** Start RECORDS SUPPLIED **

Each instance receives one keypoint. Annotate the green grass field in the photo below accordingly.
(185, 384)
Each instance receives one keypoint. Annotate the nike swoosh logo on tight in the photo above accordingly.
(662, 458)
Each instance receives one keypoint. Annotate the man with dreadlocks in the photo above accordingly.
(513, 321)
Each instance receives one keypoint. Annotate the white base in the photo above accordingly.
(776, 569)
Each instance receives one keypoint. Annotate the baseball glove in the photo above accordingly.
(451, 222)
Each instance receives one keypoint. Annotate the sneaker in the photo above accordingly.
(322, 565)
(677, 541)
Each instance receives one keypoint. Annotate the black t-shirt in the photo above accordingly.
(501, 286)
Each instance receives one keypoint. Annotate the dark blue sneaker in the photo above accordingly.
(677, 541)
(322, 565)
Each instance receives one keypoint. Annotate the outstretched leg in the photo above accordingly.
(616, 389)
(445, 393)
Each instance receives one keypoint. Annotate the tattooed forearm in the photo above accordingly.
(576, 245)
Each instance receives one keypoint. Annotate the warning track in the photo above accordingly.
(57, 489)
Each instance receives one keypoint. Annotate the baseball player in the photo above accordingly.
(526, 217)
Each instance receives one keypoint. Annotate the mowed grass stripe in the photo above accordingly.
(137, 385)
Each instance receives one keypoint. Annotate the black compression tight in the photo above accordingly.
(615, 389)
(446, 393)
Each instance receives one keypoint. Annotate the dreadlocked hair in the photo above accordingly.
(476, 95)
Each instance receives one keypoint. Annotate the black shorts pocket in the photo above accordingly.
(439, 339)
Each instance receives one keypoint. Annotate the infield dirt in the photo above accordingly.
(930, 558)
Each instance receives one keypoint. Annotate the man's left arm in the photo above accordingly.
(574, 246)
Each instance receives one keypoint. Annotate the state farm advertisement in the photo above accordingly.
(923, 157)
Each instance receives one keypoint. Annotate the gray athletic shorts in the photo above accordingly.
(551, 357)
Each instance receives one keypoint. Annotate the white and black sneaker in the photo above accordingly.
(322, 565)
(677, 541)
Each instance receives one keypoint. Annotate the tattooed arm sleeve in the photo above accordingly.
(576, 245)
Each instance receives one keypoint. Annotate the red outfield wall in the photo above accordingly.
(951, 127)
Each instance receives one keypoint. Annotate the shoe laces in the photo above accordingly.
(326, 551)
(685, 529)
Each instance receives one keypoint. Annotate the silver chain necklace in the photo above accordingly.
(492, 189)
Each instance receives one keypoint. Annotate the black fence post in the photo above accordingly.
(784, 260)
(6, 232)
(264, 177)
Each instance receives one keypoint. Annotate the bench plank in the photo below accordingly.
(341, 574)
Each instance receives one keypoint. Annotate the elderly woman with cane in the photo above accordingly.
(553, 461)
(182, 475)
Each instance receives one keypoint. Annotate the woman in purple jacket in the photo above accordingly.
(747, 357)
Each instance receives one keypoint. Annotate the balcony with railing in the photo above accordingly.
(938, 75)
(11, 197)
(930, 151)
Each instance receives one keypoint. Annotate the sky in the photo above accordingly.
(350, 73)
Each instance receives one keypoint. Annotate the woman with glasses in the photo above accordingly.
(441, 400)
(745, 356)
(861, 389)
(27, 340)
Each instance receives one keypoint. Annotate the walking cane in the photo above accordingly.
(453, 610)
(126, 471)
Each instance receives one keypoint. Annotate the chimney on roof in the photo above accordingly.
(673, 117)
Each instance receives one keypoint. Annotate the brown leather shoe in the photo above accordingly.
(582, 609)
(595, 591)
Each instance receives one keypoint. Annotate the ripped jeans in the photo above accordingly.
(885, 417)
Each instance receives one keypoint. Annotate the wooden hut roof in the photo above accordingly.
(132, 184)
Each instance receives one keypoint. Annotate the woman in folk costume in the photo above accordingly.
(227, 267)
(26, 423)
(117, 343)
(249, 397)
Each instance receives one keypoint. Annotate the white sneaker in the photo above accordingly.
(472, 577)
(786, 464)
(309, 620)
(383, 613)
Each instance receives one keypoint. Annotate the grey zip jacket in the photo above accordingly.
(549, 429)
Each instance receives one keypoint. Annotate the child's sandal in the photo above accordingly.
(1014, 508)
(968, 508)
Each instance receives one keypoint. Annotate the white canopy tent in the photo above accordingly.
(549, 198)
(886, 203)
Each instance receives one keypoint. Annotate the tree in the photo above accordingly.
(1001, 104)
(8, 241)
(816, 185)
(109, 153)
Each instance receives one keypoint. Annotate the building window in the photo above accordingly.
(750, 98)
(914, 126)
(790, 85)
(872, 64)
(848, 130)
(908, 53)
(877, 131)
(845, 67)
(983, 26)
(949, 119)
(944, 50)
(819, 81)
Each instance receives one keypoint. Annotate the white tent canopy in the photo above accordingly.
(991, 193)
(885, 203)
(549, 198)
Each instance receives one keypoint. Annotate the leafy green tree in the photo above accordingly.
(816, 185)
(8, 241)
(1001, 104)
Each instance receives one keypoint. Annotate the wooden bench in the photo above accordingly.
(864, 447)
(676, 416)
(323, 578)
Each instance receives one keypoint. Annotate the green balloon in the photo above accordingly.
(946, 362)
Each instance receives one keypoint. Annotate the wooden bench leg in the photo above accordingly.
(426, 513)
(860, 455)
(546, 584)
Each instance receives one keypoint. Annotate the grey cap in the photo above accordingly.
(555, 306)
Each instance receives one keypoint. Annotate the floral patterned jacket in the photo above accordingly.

** End RECORDS SUPPLIED **

INSTRUCTIONS FOR THE TASK
Exactly and only the lines from the one containing "Each instance receives one keypoint. Annotate the building" through the end of the material are to be reproduced, both ends included.

COMPLETE RESPONSE
Each instance receives one keypoint. Annotate the building window in the photo above accordingly.
(750, 98)
(914, 126)
(790, 85)
(872, 64)
(848, 130)
(908, 53)
(877, 131)
(845, 67)
(983, 26)
(949, 119)
(944, 50)
(819, 81)
Each instance receives one keypoint. Annotate the white tent canopy in the photo above accordingly.
(991, 193)
(885, 203)
(549, 198)
Each instance receives one keypoint. Annotate the leafy green tree in the photo above accordingly.
(816, 185)
(8, 241)
(1001, 104)
Each instance receives one keypoint. Annotate the wooden bench in the photo above accordingly.
(864, 447)
(676, 416)
(323, 578)
Each instance receives one keypoint. Annotate the green balloon in the photo above accordingly.
(946, 362)
Each instance receives one keypoint. Annotate the wooden bench leg in the photo above accordingly.
(426, 513)
(860, 455)
(546, 584)
Each instance receives one keypoint. Annotate the grey cap in the photo above accordingly.
(555, 306)
Each instance receives one keypoint. Annotate the floral patterned jacket in the photo above accordingly.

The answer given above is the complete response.